**作業の指示:**
1. お寺の申請についての文章のうち、「(それまで)庵は寂庵という名」から「って門を開けました。・・・」」までを一字も変えずに返してください。
2. お寺の申請についての文章で、許可が下りたお寺にはどんな名前がつけられましたか。
3. お寺の申請についての文章を、最後の文のあとから続けて書いてください。

**提示された文章:**

この時、初めてお寺の申請をいたしました。・・・門を開けた以上はお寺にしないことには受け入れ態勢ができないと思いました。そのために申請をいたしますと即下りました。非常に珍しいことだそうでございます。・・・
私は、単立寺院として申請をいたしました。・・・(出家後)比叡山の横川(よかわ)で2か月の修業をいたしますと、お寺の住職になる資格がいただけます。1974年には住職になる資格を持っているわけです。それを使わなかったんですが、これでやろうと思いました。・・・自分でお寺を作ろう・・・その時に、単立寺院と申請いたしました。
何故単立寺院にしたか、これは私がもしお寺の住職になった場合、おそらく私は勝手気ままなことをするから、比叡山に迷惑をかけるに違いないと思ったんですね。・・・比叡山の天台宗の教えと違ったことを言うかもしれない、あるいは少し過激なことを言うかもしれない。・・・単立寺院にしておけばそれは私一人の責任になりますからそうしようということで、単立寺院の申請をしました。
(それまで)庵は寂庵という名前を勝手につけておりました。・・・この嵯峨野の寂庵という名前が定着しておりました。・・・ところが、本当のお寺にする時は山号がいるわけですね。・・・ちょうど私の寂庵のすぐそばに曼陀羅山という山がございます。・・・それで曼陀羅山という名前を付けようと思い、曼陀羅山寂庵とつけました。それでお寺が許可になりました。お祭りするのは小観音様で、経典は法華経ということで下りました。その後私は思い切って門を開けました。・・・」

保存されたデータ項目
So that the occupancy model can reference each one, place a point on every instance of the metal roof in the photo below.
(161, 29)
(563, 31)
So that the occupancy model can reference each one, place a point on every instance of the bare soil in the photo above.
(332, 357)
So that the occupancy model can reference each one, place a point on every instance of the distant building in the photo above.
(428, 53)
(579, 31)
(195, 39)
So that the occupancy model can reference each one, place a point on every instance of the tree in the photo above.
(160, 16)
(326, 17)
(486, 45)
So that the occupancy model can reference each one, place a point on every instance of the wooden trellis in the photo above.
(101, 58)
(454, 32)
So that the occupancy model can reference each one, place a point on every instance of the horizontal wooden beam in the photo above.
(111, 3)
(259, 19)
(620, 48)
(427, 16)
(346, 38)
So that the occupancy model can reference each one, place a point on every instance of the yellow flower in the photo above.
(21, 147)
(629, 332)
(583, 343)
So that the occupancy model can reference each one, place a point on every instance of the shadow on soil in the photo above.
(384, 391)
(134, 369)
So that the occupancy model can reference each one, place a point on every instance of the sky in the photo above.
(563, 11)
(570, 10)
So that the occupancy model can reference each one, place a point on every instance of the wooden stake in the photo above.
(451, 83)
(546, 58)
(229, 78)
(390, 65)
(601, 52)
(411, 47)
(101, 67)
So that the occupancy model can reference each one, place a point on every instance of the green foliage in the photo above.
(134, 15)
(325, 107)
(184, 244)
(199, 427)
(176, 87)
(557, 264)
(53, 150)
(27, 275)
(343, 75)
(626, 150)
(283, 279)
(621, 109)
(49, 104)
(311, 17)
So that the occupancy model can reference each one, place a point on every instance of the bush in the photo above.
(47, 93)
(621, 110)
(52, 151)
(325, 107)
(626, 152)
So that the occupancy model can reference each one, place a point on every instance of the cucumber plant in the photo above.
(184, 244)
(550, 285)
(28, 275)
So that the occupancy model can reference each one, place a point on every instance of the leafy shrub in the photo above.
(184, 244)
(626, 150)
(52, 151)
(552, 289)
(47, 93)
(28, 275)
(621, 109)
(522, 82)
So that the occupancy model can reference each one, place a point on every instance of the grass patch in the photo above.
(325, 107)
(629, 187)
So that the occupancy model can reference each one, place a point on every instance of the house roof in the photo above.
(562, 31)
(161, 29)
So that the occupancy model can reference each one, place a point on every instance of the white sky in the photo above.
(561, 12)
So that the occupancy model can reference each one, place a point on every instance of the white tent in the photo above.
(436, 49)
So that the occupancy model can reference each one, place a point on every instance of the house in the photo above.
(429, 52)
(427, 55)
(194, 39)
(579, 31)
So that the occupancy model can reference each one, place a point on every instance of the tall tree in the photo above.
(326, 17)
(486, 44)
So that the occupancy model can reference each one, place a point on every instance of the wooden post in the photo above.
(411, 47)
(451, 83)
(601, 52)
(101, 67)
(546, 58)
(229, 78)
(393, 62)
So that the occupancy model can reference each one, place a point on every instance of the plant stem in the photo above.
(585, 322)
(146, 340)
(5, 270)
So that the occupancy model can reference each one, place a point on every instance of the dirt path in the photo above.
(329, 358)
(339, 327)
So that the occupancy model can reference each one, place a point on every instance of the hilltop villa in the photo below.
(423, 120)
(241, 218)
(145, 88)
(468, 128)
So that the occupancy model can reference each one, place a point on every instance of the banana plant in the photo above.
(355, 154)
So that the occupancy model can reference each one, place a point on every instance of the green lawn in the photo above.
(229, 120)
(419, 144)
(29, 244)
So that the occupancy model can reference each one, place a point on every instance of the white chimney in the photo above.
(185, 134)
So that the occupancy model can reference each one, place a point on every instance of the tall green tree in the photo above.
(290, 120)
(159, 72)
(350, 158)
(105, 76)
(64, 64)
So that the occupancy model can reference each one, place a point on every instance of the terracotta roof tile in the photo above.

**作業ごとの答え:**
1.
(それまで)庵は寂庵という名前を勝手につけておりました。・・・この嵯峨野の寂庵という名前が定着しておりました。・・・ところが、本当のお寺にする時は山号がいるわけですね。・・・ちょうど私の寂庵のすぐそばに曼陀羅山という山がございます。・・・それで曼陀羅山という名前を付けようと思い、曼陀羅山寂庵とつけました。それでお寺が許可になりました。お祭りするのは小観音様で、経典は法華経ということで下りました。その後私は思い切って門を開けました。・・・」

2. 曼陀羅山寂庵です。

3.
こうして出家後10年余を経て、庵はお寺として解放され、多くの人が訪れることになった。京都のお寺では多くはお金を取るが、瀬戸内さんはお金を取ることはしなかった。替わりにお賽銭箱を置いて、どうしてもという人はここに入れることができるようにした。
寺を開いてみると、予想外に多くの人が訪れることになり、そのための場所として、100人は入れるようにと40畳の黄色の絨毯敷きの部屋を作り、ここで写経・座禅・法話が行えるようにした。これらは全て無料で行うこととし、そのための資金はすべて作家活動で得たお金を使うことを決意したという。
このようにして、前記の法話集で紹介されている活動が始まったことになる。
ところで、私の母はこの嵯峨野の曼陀羅山寂庵に出かけたことはなかったと思う。その代わり、その理由は判らないが手紙を書き送ったり、何かの品物かお賽銭を送ったようである。
その返礼として送られてきた次のハガキが母の遺品の中にあった。日付は平成21(2009)年なので、母が90歳、瀬戸内さんが87歳の時ということになる。
瀬戸内寂聴さんからのハガキ
また、母の生前、瀬戸内寂聴さんから頂いたという返信の手紙と、同封されていた著書を見せてもらったことがあった。今回そのことを思い出して、捜してみたが見つからない。まだ、母の遺品の数々の整理がきちんとできていないのである。
二人の妹に問い合わせてみると、上の妹の所には寂聴さんのサイン入りの本があり、その写真が送られてきた。次のようである。
寂聴さんから母に送られてきたサインの入った著書
この本の一部の内容についての写真も送られてきたが、そこには人形のことが書かれていた。
手作りの人形のことが書かれているページ
このページには次のように書かれている。
「戦時中の北京で、初めて産んだ娘の初節句には、
お雛さまも飾ってやれなかった。
私は色紙(いろがみ)を買ってきて
小さな紙のお雛さまをつくってやった。
大豆を頭にして、顔を書いて、
それでもどうやら紙の衣装のお雛さまが揃った。
引揚げ後は雛など飾るどころではなかった。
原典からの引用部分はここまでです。